Excerpts from a detection dataset:
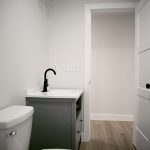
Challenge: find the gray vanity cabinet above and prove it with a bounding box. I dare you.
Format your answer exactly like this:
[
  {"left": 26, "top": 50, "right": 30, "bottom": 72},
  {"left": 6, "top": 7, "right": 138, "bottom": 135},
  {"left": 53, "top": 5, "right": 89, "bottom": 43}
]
[{"left": 26, "top": 96, "right": 82, "bottom": 150}]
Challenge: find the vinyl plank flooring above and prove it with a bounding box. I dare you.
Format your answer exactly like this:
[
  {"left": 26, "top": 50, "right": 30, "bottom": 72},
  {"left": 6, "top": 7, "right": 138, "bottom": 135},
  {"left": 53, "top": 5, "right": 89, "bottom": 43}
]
[{"left": 80, "top": 121, "right": 135, "bottom": 150}]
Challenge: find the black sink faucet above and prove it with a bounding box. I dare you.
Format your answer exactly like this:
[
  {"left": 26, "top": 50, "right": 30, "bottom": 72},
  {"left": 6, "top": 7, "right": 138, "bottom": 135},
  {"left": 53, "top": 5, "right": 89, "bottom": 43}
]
[{"left": 42, "top": 68, "right": 56, "bottom": 92}]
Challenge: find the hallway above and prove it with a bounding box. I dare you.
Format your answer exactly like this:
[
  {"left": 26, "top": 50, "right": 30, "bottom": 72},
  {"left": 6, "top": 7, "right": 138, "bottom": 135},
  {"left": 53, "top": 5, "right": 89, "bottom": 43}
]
[{"left": 80, "top": 121, "right": 135, "bottom": 150}]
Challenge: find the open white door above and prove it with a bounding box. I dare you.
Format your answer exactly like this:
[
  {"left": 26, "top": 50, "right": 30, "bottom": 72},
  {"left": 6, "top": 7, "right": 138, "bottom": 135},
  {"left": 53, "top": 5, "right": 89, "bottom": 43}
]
[{"left": 134, "top": 0, "right": 150, "bottom": 150}]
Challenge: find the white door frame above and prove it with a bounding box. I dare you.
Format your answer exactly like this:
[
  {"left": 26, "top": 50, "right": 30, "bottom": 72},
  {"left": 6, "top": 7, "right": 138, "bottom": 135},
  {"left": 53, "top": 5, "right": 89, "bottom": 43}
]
[{"left": 82, "top": 2, "right": 137, "bottom": 141}]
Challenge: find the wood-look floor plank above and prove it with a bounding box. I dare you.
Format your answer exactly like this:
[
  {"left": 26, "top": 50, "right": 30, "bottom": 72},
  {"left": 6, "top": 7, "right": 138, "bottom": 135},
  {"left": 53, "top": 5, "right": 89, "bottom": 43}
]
[{"left": 80, "top": 121, "right": 135, "bottom": 150}]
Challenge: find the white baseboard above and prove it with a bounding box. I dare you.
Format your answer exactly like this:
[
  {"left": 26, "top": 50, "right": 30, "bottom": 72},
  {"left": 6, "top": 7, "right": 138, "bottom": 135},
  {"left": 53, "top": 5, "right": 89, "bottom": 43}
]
[{"left": 90, "top": 114, "right": 134, "bottom": 121}]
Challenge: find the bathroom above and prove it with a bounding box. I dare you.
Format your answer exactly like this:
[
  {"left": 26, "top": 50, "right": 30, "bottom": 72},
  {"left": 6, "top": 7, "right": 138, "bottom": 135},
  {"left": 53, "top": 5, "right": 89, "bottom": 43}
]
[{"left": 0, "top": 0, "right": 148, "bottom": 150}]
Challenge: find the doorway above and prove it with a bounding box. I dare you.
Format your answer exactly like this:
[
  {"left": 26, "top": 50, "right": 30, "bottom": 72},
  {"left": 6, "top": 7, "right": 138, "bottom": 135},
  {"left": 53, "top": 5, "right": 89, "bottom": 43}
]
[
  {"left": 82, "top": 2, "right": 137, "bottom": 141},
  {"left": 90, "top": 9, "right": 135, "bottom": 121}
]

* **Task goal**
Convert all of the data above into a numbered list, one line per item, and skip any blank lines. Leave the pictures out of the answer.

* **Complete response**
1. Challenge: find the gray vanity cabinet above and prove it with a bounding box. I dare you.
2. Format your answer exactly like this:
3. [
4.   {"left": 26, "top": 50, "right": 30, "bottom": 72},
5.   {"left": 6, "top": 7, "right": 138, "bottom": 135},
6.   {"left": 53, "top": 5, "right": 89, "bottom": 43}
7. ]
8. [{"left": 26, "top": 96, "right": 82, "bottom": 150}]
9. Challenge: find the vinyl plank flooring above and prove it with a bounding box. I dare you.
10. Format your answer exactly like this:
11. [
12.   {"left": 26, "top": 50, "right": 30, "bottom": 72},
13.   {"left": 6, "top": 7, "right": 138, "bottom": 135},
14.   {"left": 53, "top": 5, "right": 89, "bottom": 43}
15. ]
16. [{"left": 80, "top": 121, "right": 135, "bottom": 150}]
17. Challenge: find the black sink faucet above and prove it with a bounding box. I dare you.
18. Format your answer exactly like this:
19. [
20.   {"left": 26, "top": 50, "right": 30, "bottom": 72},
21.   {"left": 6, "top": 7, "right": 138, "bottom": 135},
22.   {"left": 53, "top": 5, "right": 89, "bottom": 43}
23. ]
24. [{"left": 42, "top": 68, "right": 56, "bottom": 92}]
25. Challenge: find the hallway above and prove it with a bounding box. I dare you.
26. Format your answer exactly like this:
27. [
28.   {"left": 26, "top": 50, "right": 30, "bottom": 72},
29.   {"left": 6, "top": 7, "right": 138, "bottom": 135},
30.   {"left": 53, "top": 5, "right": 89, "bottom": 43}
31. ]
32. [{"left": 80, "top": 121, "right": 135, "bottom": 150}]
33. Challenge: find the open white door above and prove it with a bounding box. I dare you.
34. Format your answer exactly like this:
35. [
36.   {"left": 26, "top": 50, "right": 30, "bottom": 72},
37.   {"left": 6, "top": 7, "right": 138, "bottom": 135},
38.   {"left": 53, "top": 5, "right": 89, "bottom": 43}
39. ]
40. [{"left": 134, "top": 0, "right": 150, "bottom": 150}]
41. Challenge: find the white door frame above and prove it with a bounding box. I dare you.
42. Format your answer exactly like this:
43. [
44.   {"left": 26, "top": 50, "right": 30, "bottom": 72},
45.   {"left": 6, "top": 7, "right": 138, "bottom": 135},
46.   {"left": 53, "top": 5, "right": 89, "bottom": 43}
47. ]
48. [{"left": 82, "top": 2, "right": 137, "bottom": 141}]
49. Challenge: find the wood-look floor plank above and prove it with a bounding box. I dare you.
50. Format your answer exactly like this:
51. [
52.   {"left": 26, "top": 50, "right": 30, "bottom": 72},
53.   {"left": 6, "top": 7, "right": 138, "bottom": 135},
54.   {"left": 53, "top": 5, "right": 89, "bottom": 43}
55. ]
56. [{"left": 80, "top": 121, "right": 135, "bottom": 150}]
57. Challenge: find the white baseboard above and prove it with a bounding box. I dare you.
58. Format your answer exactly like this:
59. [
60.   {"left": 26, "top": 50, "right": 30, "bottom": 72},
61.   {"left": 6, "top": 7, "right": 138, "bottom": 135},
62.   {"left": 53, "top": 5, "right": 89, "bottom": 43}
63. ]
64. [{"left": 90, "top": 114, "right": 134, "bottom": 121}]
65. Challenge: find the bathroom above and prove it with a bounding box. I dare you.
66. Format your answer exactly like this:
67. [
68.   {"left": 26, "top": 50, "right": 30, "bottom": 72},
69.   {"left": 6, "top": 7, "right": 138, "bottom": 135},
70.   {"left": 53, "top": 5, "right": 89, "bottom": 43}
71. ]
72. [{"left": 0, "top": 0, "right": 148, "bottom": 150}]
73. Challenge: find the doorway above and prove it with a bounding box. I dare you.
74. Format your answer exactly like this:
75. [
76.   {"left": 26, "top": 50, "right": 30, "bottom": 72},
77.   {"left": 6, "top": 7, "right": 138, "bottom": 135},
78.   {"left": 53, "top": 5, "right": 89, "bottom": 43}
79. ]
80. [
81.   {"left": 82, "top": 2, "right": 137, "bottom": 141},
82.   {"left": 90, "top": 9, "right": 135, "bottom": 121}
83. ]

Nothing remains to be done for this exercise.